What to work on: Each record should be retyped word for word.

Dataset entries:
++++++++++++++++++++

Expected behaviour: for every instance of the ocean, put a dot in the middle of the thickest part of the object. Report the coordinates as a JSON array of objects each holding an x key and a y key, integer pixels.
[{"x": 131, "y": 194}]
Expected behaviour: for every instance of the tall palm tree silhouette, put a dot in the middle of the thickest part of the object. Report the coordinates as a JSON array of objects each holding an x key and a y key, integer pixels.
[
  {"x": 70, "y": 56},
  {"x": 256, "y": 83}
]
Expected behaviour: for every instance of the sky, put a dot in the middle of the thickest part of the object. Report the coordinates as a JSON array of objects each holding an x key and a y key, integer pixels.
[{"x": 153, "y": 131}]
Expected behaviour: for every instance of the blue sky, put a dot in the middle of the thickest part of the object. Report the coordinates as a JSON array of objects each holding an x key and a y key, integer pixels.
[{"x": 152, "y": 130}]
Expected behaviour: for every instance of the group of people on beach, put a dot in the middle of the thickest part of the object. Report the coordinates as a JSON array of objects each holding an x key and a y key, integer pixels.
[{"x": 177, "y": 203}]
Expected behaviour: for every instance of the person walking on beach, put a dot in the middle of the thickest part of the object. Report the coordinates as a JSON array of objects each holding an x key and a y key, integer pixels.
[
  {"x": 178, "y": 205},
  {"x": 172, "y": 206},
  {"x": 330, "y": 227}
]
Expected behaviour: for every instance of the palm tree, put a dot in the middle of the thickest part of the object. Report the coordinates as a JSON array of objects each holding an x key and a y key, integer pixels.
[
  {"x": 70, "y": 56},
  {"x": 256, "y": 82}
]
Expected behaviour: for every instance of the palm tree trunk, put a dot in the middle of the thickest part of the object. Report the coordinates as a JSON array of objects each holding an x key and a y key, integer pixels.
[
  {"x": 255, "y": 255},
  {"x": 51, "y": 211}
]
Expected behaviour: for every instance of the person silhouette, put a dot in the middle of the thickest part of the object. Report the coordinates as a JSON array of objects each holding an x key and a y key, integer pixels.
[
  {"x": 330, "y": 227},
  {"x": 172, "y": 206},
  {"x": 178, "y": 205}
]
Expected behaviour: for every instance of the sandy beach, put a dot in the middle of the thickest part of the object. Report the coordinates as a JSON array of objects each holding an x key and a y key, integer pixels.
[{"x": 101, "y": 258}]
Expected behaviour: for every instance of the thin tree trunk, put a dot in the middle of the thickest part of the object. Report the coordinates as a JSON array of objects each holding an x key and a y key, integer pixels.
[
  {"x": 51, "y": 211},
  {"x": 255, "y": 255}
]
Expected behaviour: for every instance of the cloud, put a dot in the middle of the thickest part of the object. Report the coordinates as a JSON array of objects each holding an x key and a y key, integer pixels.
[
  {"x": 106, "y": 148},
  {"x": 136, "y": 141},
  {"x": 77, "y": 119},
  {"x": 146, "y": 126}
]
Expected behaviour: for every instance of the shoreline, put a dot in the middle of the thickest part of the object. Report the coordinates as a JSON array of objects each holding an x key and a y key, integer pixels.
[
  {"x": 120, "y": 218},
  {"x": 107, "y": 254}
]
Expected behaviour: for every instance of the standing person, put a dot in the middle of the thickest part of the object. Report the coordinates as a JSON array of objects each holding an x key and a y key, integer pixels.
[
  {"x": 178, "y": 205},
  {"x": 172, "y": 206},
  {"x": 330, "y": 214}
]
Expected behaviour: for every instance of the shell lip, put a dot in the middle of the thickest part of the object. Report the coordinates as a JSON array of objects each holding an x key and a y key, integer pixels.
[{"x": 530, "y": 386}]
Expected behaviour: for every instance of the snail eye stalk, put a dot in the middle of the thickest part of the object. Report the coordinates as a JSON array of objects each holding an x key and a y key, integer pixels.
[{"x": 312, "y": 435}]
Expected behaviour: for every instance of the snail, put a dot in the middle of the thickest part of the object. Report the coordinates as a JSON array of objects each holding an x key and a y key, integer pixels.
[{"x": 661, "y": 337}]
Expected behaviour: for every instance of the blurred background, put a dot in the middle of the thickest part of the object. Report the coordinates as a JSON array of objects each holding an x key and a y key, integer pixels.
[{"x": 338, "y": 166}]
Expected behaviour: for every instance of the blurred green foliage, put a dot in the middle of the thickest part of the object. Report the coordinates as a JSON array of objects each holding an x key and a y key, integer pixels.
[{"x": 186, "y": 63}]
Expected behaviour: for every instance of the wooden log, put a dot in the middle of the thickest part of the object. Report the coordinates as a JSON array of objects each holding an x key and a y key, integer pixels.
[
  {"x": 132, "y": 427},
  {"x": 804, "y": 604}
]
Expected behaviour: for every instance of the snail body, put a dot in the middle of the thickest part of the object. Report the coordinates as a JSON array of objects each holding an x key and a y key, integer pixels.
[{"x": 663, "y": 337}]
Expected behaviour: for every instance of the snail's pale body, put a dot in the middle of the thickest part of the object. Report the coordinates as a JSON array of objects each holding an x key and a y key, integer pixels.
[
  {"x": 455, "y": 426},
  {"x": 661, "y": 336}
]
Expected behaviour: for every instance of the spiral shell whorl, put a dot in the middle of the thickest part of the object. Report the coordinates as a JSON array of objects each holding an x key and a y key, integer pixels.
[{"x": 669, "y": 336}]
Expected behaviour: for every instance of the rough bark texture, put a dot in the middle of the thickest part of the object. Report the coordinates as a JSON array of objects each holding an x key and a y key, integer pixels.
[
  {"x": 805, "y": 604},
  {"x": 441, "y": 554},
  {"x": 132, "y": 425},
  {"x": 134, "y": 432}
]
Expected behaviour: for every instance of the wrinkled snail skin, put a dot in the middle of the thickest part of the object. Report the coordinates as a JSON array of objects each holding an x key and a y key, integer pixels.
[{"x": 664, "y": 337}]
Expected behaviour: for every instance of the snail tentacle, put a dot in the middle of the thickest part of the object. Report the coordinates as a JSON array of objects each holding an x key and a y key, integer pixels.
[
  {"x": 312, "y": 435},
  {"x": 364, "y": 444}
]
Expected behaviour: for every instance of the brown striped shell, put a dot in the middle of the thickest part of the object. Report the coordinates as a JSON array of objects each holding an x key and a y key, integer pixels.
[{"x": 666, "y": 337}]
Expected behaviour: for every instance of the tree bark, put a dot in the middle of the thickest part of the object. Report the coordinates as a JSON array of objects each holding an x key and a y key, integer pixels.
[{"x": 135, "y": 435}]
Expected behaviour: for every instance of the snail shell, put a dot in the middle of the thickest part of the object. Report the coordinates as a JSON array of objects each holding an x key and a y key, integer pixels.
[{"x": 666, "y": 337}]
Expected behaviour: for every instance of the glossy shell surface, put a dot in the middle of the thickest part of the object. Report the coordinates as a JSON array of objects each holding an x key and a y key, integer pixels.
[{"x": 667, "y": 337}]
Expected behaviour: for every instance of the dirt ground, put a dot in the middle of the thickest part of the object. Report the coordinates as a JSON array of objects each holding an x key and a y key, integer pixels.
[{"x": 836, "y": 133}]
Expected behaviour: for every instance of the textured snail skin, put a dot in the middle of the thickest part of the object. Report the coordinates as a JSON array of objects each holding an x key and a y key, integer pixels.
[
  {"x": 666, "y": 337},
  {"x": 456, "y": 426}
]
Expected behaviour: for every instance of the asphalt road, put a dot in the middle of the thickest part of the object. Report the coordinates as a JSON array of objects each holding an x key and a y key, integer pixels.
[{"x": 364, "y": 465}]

++++++++++++++++++++

Task solution:
Expected behaviour: for every instance of the ocean, put a dot in the middle of the thickest part of the object. Report the coordinates as a JSON array of objects each holding an x key and a y key, integer pixels.
[{"x": 131, "y": 194}]
Expected behaviour: for every instance of the tall palm tree silhouette, put a dot in the middle of the thickest part of the object. Report the coordinates as a JSON array of objects each holding an x key and a y key, integer pixels.
[
  {"x": 70, "y": 56},
  {"x": 256, "y": 83}
]
Expected behaviour: for every instance of the sky, put a dot in the middle of the thickest part of the object. Report the coordinates as a JSON array of objects each holding an x key and a y key, integer pixels.
[{"x": 153, "y": 131}]
Expected behaviour: for every instance of the blue sky, put a dot in the middle of the thickest part of the object. Report the coordinates as a JSON array of objects each holding an x key and a y key, integer pixels.
[{"x": 152, "y": 130}]
Expected behaviour: for every instance of the group of people on beach, put a dot in the middle of the thickest part of the object. Report the coordinates as a JSON array of objects each holding an x key and a y key, integer pixels.
[{"x": 177, "y": 203}]
Expected behaviour: for every instance of the person walking on beach, put a dot in the middle of the thickest part of the object. Report the coordinates as a JSON array of objects each holding an x key and a y key, integer pixels.
[
  {"x": 178, "y": 205},
  {"x": 172, "y": 206},
  {"x": 330, "y": 227}
]
Expected behaviour: for every instance of the palm tree, put a dot in the middle of the thickest part of the object. Report the coordinates as a JSON array of objects each holding an x key and a y key, integer pixels.
[
  {"x": 70, "y": 56},
  {"x": 256, "y": 82}
]
Expected behaviour: for every instance of the palm tree trunk, put a dot in the middle of the thickest part of the object. Report the coordinates as a JSON array of objects each holding an x key and a y key, integer pixels.
[
  {"x": 255, "y": 255},
  {"x": 51, "y": 211}
]
Expected behaviour: for every instance of the person silhouette, put a dot in the middle of the thickest part of the object. Report the coordinates as a JSON array of objects each holding an x key and a y key, integer pixels.
[
  {"x": 330, "y": 227},
  {"x": 172, "y": 206},
  {"x": 178, "y": 205}
]
Expected behaviour: for every instance of the sandy beach, put a dot in the middle of the thickest part of the object. Report the coordinates as a JSON array of objects each holding an x key and a y key, integer pixels.
[{"x": 101, "y": 258}]
Expected behaviour: for every instance of the thin tree trunk, put a dot in the middle of the thickest part of the object. Report the coordinates as a JSON array of objects each holding an x key and a y key, integer pixels.
[
  {"x": 51, "y": 211},
  {"x": 255, "y": 255}
]
Expected behaviour: for every instance of the cloud, put a dot in the middle of the thickest part of the object. Report the coordinates as a JSON array of objects each holding an x key and a y key, integer pixels.
[
  {"x": 106, "y": 148},
  {"x": 136, "y": 141},
  {"x": 77, "y": 119},
  {"x": 146, "y": 126}
]
Expected behaviour: for every instance of the shoreline, put a dot in the middle of the thickest part of the object. Report the coordinates as a JSON array of objects each holding an x key and a y key, integer pixels.
[
  {"x": 120, "y": 218},
  {"x": 107, "y": 254}
]
Expected behaviour: for every instance of the standing person, put a dot in the middle of the thickest part of the object. Report the coordinates as a JSON array of objects each holding an x key and a y key, integer pixels.
[
  {"x": 178, "y": 205},
  {"x": 172, "y": 206},
  {"x": 330, "y": 214}
]
Expected behaviour: for every instance of the shell lip, put a dot in the middle of the thickest part of the object. Report the coordinates as a JSON array of objects each holding an x key and a y key, integer pixels.
[{"x": 530, "y": 386}]
Expected behaviour: for every instance of the snail eye stalk, put a dot in the middle of the thickest part of the object. Report the coordinates as a JSON array of objects each holding an x key and a y key, integer pixels.
[{"x": 312, "y": 435}]
Expected behaviour: for every instance of the snail, put a dot in the middle of the thickest part of the object. Report the coordinates as a JSON array of objects each holding an x key and a y key, integer pixels.
[{"x": 661, "y": 337}]
Expected behaviour: for every instance of the blurred background, put a dot in the middle of the thickest part of the object. Report the coordinates as a JSON array of objects each holding an x key and a y key, integer pixels.
[{"x": 338, "y": 166}]
Expected behaviour: for every instance of the blurred green foliage, put a dot in the middle of the thickest part of the object. Report the coordinates as a JSON array of objects each holding an x key and a y key, integer pixels.
[{"x": 186, "y": 63}]
Expected behaviour: for every instance of the wooden log, put a dot in the middle of the thickest part of the object. Report the coordinates as a JSON array of objects each holding an x key and a y key, integer pixels.
[
  {"x": 132, "y": 427},
  {"x": 804, "y": 604}
]
Expected behaviour: for every instance of the snail body, put a dot in the middle of the thickest part of the object. Report the coordinates as a JSON array of objects each holding an x key and a y key, integer pixels.
[{"x": 663, "y": 337}]
Expected behaviour: for every instance of the snail's pale body, put a dot in the middle of the thickest part of the object. Report the coordinates as a JSON array of objects each holding an x key and a y key, integer pixels.
[
  {"x": 455, "y": 426},
  {"x": 661, "y": 336}
]
Expected behaviour: for every instance of the spiral shell whorl, put a dot in the middle of the thickest part of the object. Report the coordinates as a JSON array of objects each holding an x key and a y key, integer pixels.
[{"x": 669, "y": 336}]
Expected behaviour: for every instance of the rough bark texture, put a dot in the middle of the thickest part of the object. Report the coordinates as a JSON array of objects each holding an x key and a y key, integer pixels.
[
  {"x": 805, "y": 604},
  {"x": 441, "y": 554},
  {"x": 132, "y": 425},
  {"x": 134, "y": 432}
]
Expected behaviour: for every instance of the wrinkled snail skin, put a dot in the middle of the thickest part of the object. Report the coordinates as a JSON array of objects each holding an x key and a y key, integer pixels.
[{"x": 664, "y": 337}]
Expected behaviour: for every instance of the snail tentacle, put a dot in the middle of the thickest part of the object. Report the coordinates as a JSON array of objects each holding an x key and a y key, integer pixels.
[
  {"x": 312, "y": 435},
  {"x": 364, "y": 444}
]
Expected behaviour: for every instance of the brown striped shell, put a dot in the middle of the thickest part of the object. Report the coordinates as a JSON array of objects each holding an x key and a y key, integer pixels.
[{"x": 666, "y": 337}]
Expected behaviour: for every instance of the tree bark, put a dot in the middle of the thickest part of the object. Report the coordinates as a JSON array of objects each holding an x key and a y key, integer pixels.
[{"x": 135, "y": 435}]
Expected behaviour: for every instance of the snail shell, put a dot in the middle of the thickest part of the object. Report the coordinates as a JSON array of objects each holding an x key and a y key, integer pixels.
[{"x": 666, "y": 337}]
Expected behaviour: for every instance of the glossy shell surface, put a dot in the middle of the thickest part of the object. Report the coordinates as a JSON array of objects each holding an x key and a y key, integer pixels.
[{"x": 667, "y": 337}]
Expected behaviour: for every instance of the dirt ground, put a dot in the middle of the thickest part of the object. Report the coordinates as a JSON array of objects each holding an x key and a y key, integer pixels.
[{"x": 836, "y": 133}]
Expected behaviour: for every instance of the textured snail skin, put a dot in the middle of the thickest part of the object. Report the coordinates as a JSON array of objects each holding an x key and a y key, integer pixels.
[
  {"x": 666, "y": 337},
  {"x": 456, "y": 426}
]
Expected behaviour: for every instance of the asphalt road, put a dot in the middle of the thickest part of the object. Report the coordinates as a JSON array of objects each holding an x key and a y key, integer pixels.
[{"x": 364, "y": 465}]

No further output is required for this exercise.